- Problem to work on
In your copy, leave out the pictures; write out all the data exactly.
Start of Supplied data
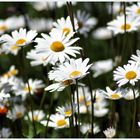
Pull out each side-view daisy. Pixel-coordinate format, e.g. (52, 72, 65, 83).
(53, 16, 78, 36)
(113, 62, 140, 87)
(80, 123, 100, 135)
(76, 10, 97, 37)
(102, 87, 122, 100)
(103, 126, 116, 138)
(7, 104, 25, 120)
(25, 110, 45, 122)
(48, 58, 92, 81)
(123, 88, 139, 100)
(41, 114, 69, 129)
(107, 15, 140, 35)
(56, 103, 77, 117)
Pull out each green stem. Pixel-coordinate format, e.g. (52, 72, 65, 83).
(76, 80, 80, 137)
(21, 46, 37, 136)
(44, 93, 53, 137)
(132, 87, 136, 137)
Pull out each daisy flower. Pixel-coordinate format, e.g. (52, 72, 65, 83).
(56, 103, 77, 117)
(0, 128, 12, 138)
(18, 78, 45, 95)
(126, 3, 140, 17)
(41, 114, 69, 129)
(107, 15, 140, 35)
(53, 16, 78, 36)
(92, 27, 112, 40)
(26, 50, 51, 66)
(138, 122, 140, 127)
(113, 62, 140, 87)
(91, 59, 114, 78)
(0, 16, 25, 35)
(92, 101, 109, 117)
(80, 123, 100, 135)
(129, 49, 140, 64)
(103, 127, 116, 138)
(2, 65, 18, 79)
(26, 110, 45, 122)
(34, 28, 81, 64)
(123, 88, 139, 100)
(1, 28, 37, 55)
(0, 90, 10, 101)
(29, 18, 53, 32)
(45, 79, 75, 92)
(102, 87, 122, 100)
(48, 58, 92, 81)
(76, 10, 97, 37)
(7, 104, 25, 120)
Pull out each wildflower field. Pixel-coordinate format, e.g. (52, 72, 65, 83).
(0, 1, 140, 138)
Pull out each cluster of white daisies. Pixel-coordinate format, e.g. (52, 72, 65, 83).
(0, 2, 140, 138)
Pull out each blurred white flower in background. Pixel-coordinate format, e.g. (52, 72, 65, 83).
(29, 18, 53, 32)
(80, 123, 100, 135)
(53, 16, 78, 35)
(122, 88, 139, 100)
(26, 110, 45, 122)
(91, 59, 114, 78)
(7, 104, 25, 120)
(0, 128, 12, 138)
(103, 126, 116, 138)
(0, 16, 25, 35)
(92, 27, 112, 40)
(107, 15, 140, 35)
(76, 10, 97, 37)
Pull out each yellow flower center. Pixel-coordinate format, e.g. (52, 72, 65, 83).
(57, 119, 67, 127)
(86, 101, 91, 106)
(64, 110, 72, 116)
(79, 96, 84, 102)
(121, 23, 131, 30)
(111, 93, 120, 99)
(50, 41, 64, 52)
(0, 25, 8, 31)
(62, 80, 73, 85)
(33, 115, 38, 121)
(10, 45, 19, 51)
(125, 71, 137, 80)
(24, 86, 32, 93)
(63, 28, 70, 36)
(16, 39, 26, 45)
(10, 69, 18, 75)
(69, 70, 82, 78)
(16, 112, 22, 118)
(136, 8, 140, 14)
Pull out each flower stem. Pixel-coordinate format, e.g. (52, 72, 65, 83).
(132, 87, 136, 137)
(76, 79, 80, 137)
(21, 46, 37, 137)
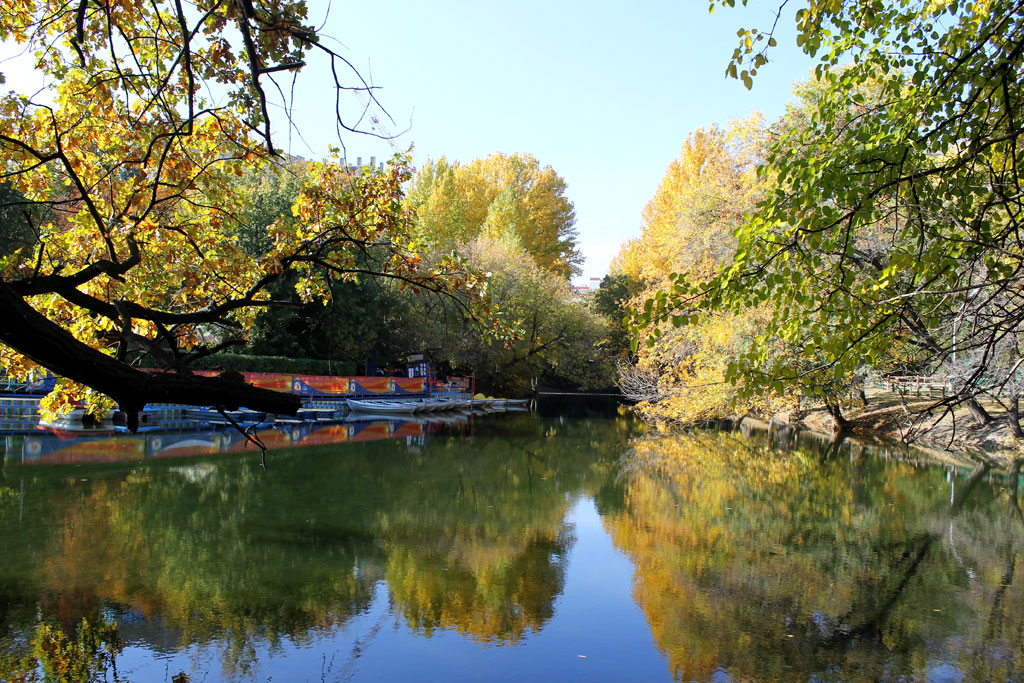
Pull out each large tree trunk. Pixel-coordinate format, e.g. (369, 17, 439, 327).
(826, 402, 853, 435)
(966, 397, 993, 426)
(0, 283, 300, 430)
(1008, 397, 1023, 439)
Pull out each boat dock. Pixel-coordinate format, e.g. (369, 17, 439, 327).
(0, 371, 531, 434)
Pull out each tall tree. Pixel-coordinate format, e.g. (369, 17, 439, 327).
(619, 118, 771, 424)
(634, 121, 763, 285)
(408, 152, 582, 278)
(646, 0, 1024, 435)
(0, 1, 494, 425)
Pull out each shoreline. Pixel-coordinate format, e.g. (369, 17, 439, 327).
(783, 388, 1023, 468)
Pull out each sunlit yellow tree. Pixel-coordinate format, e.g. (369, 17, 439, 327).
(407, 152, 582, 278)
(618, 118, 775, 423)
(0, 0, 495, 426)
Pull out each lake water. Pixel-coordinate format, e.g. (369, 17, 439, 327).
(1, 410, 1022, 682)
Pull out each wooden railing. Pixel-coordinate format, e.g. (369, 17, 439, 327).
(879, 375, 951, 397)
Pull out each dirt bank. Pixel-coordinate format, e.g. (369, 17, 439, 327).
(793, 388, 1024, 468)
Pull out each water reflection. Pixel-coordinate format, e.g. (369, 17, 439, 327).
(0, 416, 1021, 681)
(0, 414, 637, 679)
(0, 411, 474, 465)
(607, 429, 1024, 682)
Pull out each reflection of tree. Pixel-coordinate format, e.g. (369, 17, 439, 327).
(372, 418, 622, 643)
(941, 470, 1024, 682)
(0, 617, 124, 683)
(35, 471, 382, 678)
(0, 416, 638, 673)
(606, 431, 1024, 682)
(386, 532, 571, 644)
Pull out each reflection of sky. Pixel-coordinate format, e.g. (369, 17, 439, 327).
(113, 497, 672, 683)
(924, 661, 965, 683)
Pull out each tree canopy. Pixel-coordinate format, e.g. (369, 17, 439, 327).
(0, 0, 494, 424)
(617, 118, 772, 424)
(401, 236, 614, 395)
(407, 153, 582, 278)
(639, 0, 1024, 435)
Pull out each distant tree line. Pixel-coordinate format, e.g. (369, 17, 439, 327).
(232, 153, 622, 395)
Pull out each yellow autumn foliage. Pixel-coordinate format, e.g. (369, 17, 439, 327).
(617, 116, 781, 423)
(0, 1, 498, 418)
(407, 153, 581, 278)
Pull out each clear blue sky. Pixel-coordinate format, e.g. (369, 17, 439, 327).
(281, 0, 815, 284)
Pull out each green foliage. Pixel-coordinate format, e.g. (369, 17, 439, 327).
(231, 156, 606, 382)
(647, 0, 1024, 415)
(592, 273, 634, 360)
(0, 182, 42, 261)
(224, 159, 412, 370)
(245, 273, 405, 368)
(230, 158, 309, 257)
(402, 237, 615, 394)
(188, 352, 357, 376)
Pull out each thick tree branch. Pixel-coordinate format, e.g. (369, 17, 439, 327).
(0, 282, 299, 428)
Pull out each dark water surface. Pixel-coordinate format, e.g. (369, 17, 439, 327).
(1, 412, 1022, 682)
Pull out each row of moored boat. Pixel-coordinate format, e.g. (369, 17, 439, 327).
(345, 397, 529, 414)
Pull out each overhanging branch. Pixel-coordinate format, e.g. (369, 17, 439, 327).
End of Supplied data
- The answer
Pull out each side-view daisy. Pixel-coordinate format, e.g. (52, 72, 65, 83).
(53, 16, 78, 36)
(113, 62, 140, 87)
(80, 123, 100, 135)
(76, 10, 97, 37)
(102, 87, 122, 100)
(103, 126, 116, 138)
(7, 104, 25, 120)
(25, 110, 45, 122)
(48, 58, 92, 81)
(123, 88, 139, 100)
(41, 114, 69, 129)
(107, 15, 140, 35)
(56, 103, 77, 117)
Pull out each green stem. Pixel-coordinate format, e.g. (52, 72, 65, 83).
(76, 80, 80, 137)
(21, 46, 37, 136)
(44, 93, 53, 137)
(132, 87, 136, 137)
Pull out each daisy flower. Pixel-coordinate format, e.g. (52, 72, 65, 83).
(56, 103, 77, 117)
(0, 128, 12, 138)
(18, 78, 45, 95)
(126, 3, 140, 17)
(41, 114, 69, 129)
(107, 15, 140, 35)
(53, 16, 78, 36)
(92, 27, 112, 40)
(26, 50, 51, 66)
(138, 122, 140, 127)
(113, 62, 140, 87)
(91, 59, 114, 78)
(0, 16, 25, 35)
(92, 101, 109, 117)
(80, 123, 100, 135)
(129, 49, 140, 64)
(103, 127, 116, 138)
(2, 65, 18, 79)
(26, 110, 45, 122)
(34, 28, 81, 64)
(123, 88, 139, 100)
(1, 28, 37, 55)
(0, 90, 10, 101)
(29, 18, 53, 32)
(45, 79, 75, 92)
(102, 87, 122, 100)
(48, 58, 92, 81)
(76, 10, 97, 37)
(7, 104, 25, 120)
Pull out each wildflower field. Pixel-coordinate format, e.g. (52, 72, 65, 83).
(0, 1, 140, 138)
Pull out each cluster of white daisies. Pixel-coordinate format, e.g. (52, 72, 65, 83).
(0, 2, 140, 138)
Pull out each blurred white flower in background. Pixel-coordinate format, e.g. (52, 72, 65, 83).
(29, 18, 53, 32)
(80, 123, 100, 135)
(53, 16, 78, 35)
(122, 88, 139, 100)
(26, 110, 45, 122)
(91, 59, 114, 78)
(7, 104, 25, 120)
(0, 128, 12, 138)
(103, 126, 116, 138)
(0, 16, 25, 35)
(92, 27, 112, 40)
(107, 15, 140, 35)
(76, 10, 97, 37)
Pull out each yellow flower center. Pixel-coordinate format, e.g. (52, 72, 65, 83).
(57, 119, 67, 127)
(86, 101, 91, 106)
(64, 110, 72, 116)
(79, 96, 84, 102)
(121, 23, 131, 30)
(111, 93, 120, 99)
(50, 41, 64, 52)
(0, 25, 8, 31)
(62, 80, 73, 85)
(33, 115, 38, 121)
(10, 45, 19, 51)
(125, 71, 137, 80)
(24, 86, 32, 93)
(63, 28, 70, 36)
(16, 39, 26, 45)
(10, 69, 18, 75)
(69, 70, 82, 78)
(16, 112, 22, 118)
(136, 8, 140, 14)
Pull out each flower stem. Pixel-coordinate format, e.g. (52, 72, 65, 83).
(132, 87, 136, 137)
(76, 79, 80, 137)
(21, 46, 37, 137)
Pull out each large tree trunk. Pixel-coordinate format, e.g. (369, 17, 439, 327).
(826, 402, 853, 435)
(966, 397, 993, 426)
(0, 283, 300, 430)
(1008, 397, 1023, 439)
Pull out each boat dock. Pixel-coordinate format, e.g. (369, 17, 439, 327).
(0, 371, 531, 434)
Pull out each tall tree. Pixel-coordinate format, e.g. (369, 17, 439, 327).
(619, 118, 771, 424)
(634, 121, 763, 285)
(408, 152, 582, 278)
(646, 0, 1024, 435)
(0, 1, 494, 425)
Pull out each shoreline. Pixel-coordinate format, e.g. (369, 17, 439, 327).
(783, 388, 1023, 468)
Pull out each sunlit yellow tree. Pixel-coordinate format, e.g. (369, 17, 439, 327).
(407, 152, 582, 278)
(618, 118, 775, 423)
(0, 0, 495, 426)
Pull out each lake water. Pixel-coordinate format, e.g. (369, 17, 439, 327).
(1, 410, 1022, 682)
Pull out each wooden railing. Pixel-coordinate format, e.g. (369, 17, 439, 327).
(879, 375, 951, 397)
Pull out each dirt bank. Pixel-coordinate format, e.g. (369, 17, 439, 327).
(793, 388, 1024, 468)
Pull out each water reflection. Pixel-coordinate format, e.g. (369, 17, 439, 327).
(0, 416, 1021, 681)
(0, 414, 637, 679)
(0, 411, 474, 465)
(607, 429, 1024, 682)
Pull out each reflection of tree. Pixel-coordinate format, e.g. (369, 17, 439, 327).
(372, 418, 622, 643)
(941, 470, 1024, 682)
(0, 617, 124, 683)
(35, 471, 382, 678)
(0, 416, 638, 673)
(606, 431, 1024, 682)
(386, 532, 571, 644)
Pull out each reflection of sky. Pixel-coordinate format, e.g. (369, 17, 439, 327).
(113, 497, 672, 683)
(924, 661, 965, 683)
Pull out each tree canopy. Pixel-coordinate format, e.g. (369, 17, 439, 327).
(0, 0, 494, 424)
(617, 118, 772, 424)
(401, 236, 614, 395)
(407, 153, 582, 278)
(639, 0, 1024, 435)
Pull out each distant tree line. Pixel-coordinate format, e.g. (369, 17, 439, 327).
(232, 153, 622, 395)
Pull out each yellow autumn foliage. Pixel-coordinate format, e.g. (369, 17, 439, 327).
(617, 116, 781, 423)
(0, 1, 498, 418)
(407, 153, 581, 278)
Pull out each clear blue sky. Pixel-coordinate format, e.g. (369, 17, 439, 327).
(281, 0, 815, 284)
Pull out each green foliage. Pixel-coordinate format, e.g. (369, 17, 439, 327).
(231, 156, 606, 382)
(647, 0, 1024, 415)
(592, 273, 634, 360)
(0, 182, 42, 261)
(224, 159, 412, 370)
(245, 273, 405, 368)
(230, 158, 309, 257)
(402, 237, 615, 394)
(188, 352, 357, 376)
Pull out each thick tree branch. Pixel-coordinate format, e.g. (369, 17, 439, 327).
(0, 282, 299, 428)
Pull out each dark water surface. Pixel-coordinate format, e.g. (369, 17, 439, 327).
(1, 412, 1022, 682)
Pull out each row of moored boat. Pixel-coordinate format, e.g. (369, 17, 439, 327).
(345, 397, 529, 414)
Pull out each overhanging branch. Pixel-coordinate format, e.g. (369, 17, 439, 327).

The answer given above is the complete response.